## Podany tekst
---
Diecezja
Źródło: TK
Źródło: TK

Jego dom i serce były zawsze otwarte

W parafii Najświętszego Zbawiciela w Rykach spędził prawie połowę swej posługi. Dla kapłanów był duchowym ojcem, a dla wiernych gorliwym duszpasterzem. Setki księży i mieszkańców Ryk pożegnało ks. prałata Stanisława Burca.

Rycka wspólnota po raz kolejny okryła się żałobą. Niespełna cztery miesiące po śmierci proboszcza ks. kan. Krzysztofa Czyrki na kościelnym katafalku znów stanęła trumna. Tym razem trzeba było rozstać się z duchownym, który w parafii spędził blisko 30 lat. Ksiądz prałat, począwszy od 1990 r., przez 15 lat był proboszczem parafii, a w ciągu kolejnych 14 przebywał w niej jako emeryt. W pamięci wielu wciąż jeszcze brzmią echa jego donośnego głosu i prostych, ale trafiających w samo sedno kazań. Mocno przywiązani do swego pasterza parafianie nie zawiedli. 14 października, w dniu jego pogrzebu, świątynia w Rykach wypełniła się po brzegi. Smutnej, ale i tchnącej nadzieją liturgii przewodniczył bp Kazimierz Gurda. Tę nadzieję pasterz diecezji siedleckiej oparł na słowach Chrystusa mówiącego, że kto spożywa Jego ciało i pije Jego krew, będzie miał życie wieczne. - Te słowa nabierają szczególnej mocy, gdy stoimy przy trumnie księdza, który na Mszy św. powtarza tajemnicę wieczernika. Przemienia chleb w ciało, a wino w krew i podaje je wierzącym - zauważył biskup. - Ciało i krew Chrystusa ks. Stanisław przyjmował codziennie od 60 lat. Dlatego żywię głęboką nadzieję, że dostąpi zbawienia - dodał hierarcha.
---
[Zapisane dane]
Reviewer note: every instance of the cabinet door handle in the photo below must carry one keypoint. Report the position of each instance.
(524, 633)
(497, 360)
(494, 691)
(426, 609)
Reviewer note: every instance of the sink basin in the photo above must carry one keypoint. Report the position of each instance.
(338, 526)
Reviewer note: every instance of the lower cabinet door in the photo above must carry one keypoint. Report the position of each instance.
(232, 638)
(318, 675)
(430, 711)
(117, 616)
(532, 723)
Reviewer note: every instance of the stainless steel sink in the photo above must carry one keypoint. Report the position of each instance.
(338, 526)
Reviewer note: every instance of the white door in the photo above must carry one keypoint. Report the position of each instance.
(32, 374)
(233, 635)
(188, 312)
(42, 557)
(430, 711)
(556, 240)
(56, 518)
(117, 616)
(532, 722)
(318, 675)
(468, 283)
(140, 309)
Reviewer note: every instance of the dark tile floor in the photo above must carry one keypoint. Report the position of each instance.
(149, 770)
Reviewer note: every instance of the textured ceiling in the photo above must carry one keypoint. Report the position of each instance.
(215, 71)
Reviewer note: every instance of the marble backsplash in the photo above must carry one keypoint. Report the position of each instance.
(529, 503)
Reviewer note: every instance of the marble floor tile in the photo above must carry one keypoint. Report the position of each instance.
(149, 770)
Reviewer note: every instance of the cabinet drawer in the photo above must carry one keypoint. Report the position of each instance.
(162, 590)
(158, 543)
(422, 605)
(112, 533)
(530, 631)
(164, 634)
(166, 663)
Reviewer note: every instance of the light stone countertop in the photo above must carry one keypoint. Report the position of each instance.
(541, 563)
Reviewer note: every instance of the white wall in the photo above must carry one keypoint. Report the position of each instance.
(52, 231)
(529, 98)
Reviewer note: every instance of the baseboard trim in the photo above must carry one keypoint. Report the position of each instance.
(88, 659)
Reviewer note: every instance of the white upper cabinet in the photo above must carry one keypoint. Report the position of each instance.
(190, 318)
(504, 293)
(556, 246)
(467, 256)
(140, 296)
---
Przepisz cały tekst o pogrzebie ks. prałata Stanisława Burca słowo w słowo, niczego nie zmieniając. Rekordy nie mają nic wspólnego z tekstem.

Diecezja
Źródło: TK
Źródło: TK

Jego dom i serce były zawsze otwarte

W parafii Najświętszego Zbawiciela w Rykach spędził prawie połowę swej posługi. Dla kapłanów był duchowym ojcem, a dla wiernych gorliwym duszpasterzem. Setki księży i mieszkańców Ryk pożegnało ks. prałata Stanisława Burca.

Rycka wspólnota po raz kolejny okryła się żałobą. Niespełna cztery miesiące po śmierci proboszcza ks. kan. Krzysztofa Czyrki na kościelnym katafalku znów stanęła trumna. Tym razem trzeba było rozstać się z duchownym, który w parafii spędził blisko 30 lat. Ksiądz prałat, począwszy od 1990 r., przez 15 lat był proboszczem parafii, a w ciągu kolejnych 14 przebywał w niej jako emeryt. W pamięci wielu wciąż jeszcze brzmią echa jego donośnego głosu i prostych, ale trafiających w samo sedno kazań. Mocno przywiązani do swego pasterza parafianie nie zawiedli. 14 października, w dniu jego pogrzebu, świątynia w Rykach wypełniła się po brzegi. Smutnej, ale i tchnącej nadzieją liturgii przewodniczył bp Kazimierz Gurda. Tę nadzieję pasterz diecezji siedleckiej oparł na słowach Chrystusa mówiącego, że kto spożywa Jego ciało i pije Jego krew, będzie miał życie wieczne. - Te słowa nabierają szczególnej mocy, gdy stoimy przy trumnie księdza, który na Mszy św. powtarza tajemnicę wieczernika. Przemienia chleb w ciało, a wino w krew i podaje je wierzącym - zauważył biskup. - Ciało i krew Chrystusa ks. Stanisław przyjmował codziennie od 60 lat. Dlatego żywię głęboką nadzieję, że dostąpi zbawienia - dodał hierarcha.